Start of DATA TO USE

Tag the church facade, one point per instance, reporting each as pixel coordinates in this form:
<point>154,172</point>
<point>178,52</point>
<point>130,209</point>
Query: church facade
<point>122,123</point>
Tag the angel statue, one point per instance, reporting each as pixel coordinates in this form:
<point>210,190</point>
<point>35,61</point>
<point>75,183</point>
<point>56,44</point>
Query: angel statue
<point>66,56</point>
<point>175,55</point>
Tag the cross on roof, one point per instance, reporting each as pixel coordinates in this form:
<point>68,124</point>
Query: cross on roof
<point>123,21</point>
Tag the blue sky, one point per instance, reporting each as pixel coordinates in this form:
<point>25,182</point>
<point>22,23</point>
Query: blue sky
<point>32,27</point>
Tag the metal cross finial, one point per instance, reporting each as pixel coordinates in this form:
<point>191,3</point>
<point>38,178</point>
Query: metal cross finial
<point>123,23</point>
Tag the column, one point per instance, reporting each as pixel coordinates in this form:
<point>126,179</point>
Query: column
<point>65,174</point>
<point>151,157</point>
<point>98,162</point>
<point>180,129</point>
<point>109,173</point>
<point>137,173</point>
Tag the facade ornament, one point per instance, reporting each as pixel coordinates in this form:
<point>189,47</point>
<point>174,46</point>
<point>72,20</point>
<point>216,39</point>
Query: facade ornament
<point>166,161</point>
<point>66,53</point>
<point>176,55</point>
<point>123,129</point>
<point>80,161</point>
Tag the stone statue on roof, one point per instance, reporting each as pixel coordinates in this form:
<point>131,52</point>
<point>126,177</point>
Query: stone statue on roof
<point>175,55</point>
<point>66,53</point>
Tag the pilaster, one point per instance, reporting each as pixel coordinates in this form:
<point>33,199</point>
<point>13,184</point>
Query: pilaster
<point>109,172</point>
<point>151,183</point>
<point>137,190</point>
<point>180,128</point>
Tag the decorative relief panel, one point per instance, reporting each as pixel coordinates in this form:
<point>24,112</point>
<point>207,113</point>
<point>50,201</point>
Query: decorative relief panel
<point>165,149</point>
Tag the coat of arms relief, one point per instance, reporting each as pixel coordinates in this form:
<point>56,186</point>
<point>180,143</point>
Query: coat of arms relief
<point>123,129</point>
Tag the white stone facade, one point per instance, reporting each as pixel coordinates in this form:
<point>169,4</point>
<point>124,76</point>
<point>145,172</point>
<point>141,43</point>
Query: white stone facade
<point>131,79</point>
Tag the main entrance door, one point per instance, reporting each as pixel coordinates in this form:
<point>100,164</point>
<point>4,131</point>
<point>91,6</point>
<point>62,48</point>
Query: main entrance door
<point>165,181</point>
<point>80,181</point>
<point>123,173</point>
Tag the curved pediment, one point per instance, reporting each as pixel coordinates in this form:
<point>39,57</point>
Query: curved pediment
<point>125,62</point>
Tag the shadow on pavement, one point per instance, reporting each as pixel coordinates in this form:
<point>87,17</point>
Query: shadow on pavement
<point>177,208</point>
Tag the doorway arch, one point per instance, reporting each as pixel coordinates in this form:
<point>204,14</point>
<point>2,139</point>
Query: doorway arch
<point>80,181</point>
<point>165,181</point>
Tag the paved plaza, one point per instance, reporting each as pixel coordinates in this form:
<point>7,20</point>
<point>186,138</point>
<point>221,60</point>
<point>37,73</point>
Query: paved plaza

End of DATA TO USE

▶ [WHAT TO PRODUCE]:
Going through the data, count each line where the word "plaza" appears, and state only the total.

▶ [ANSWER FOR THE TASK]:
2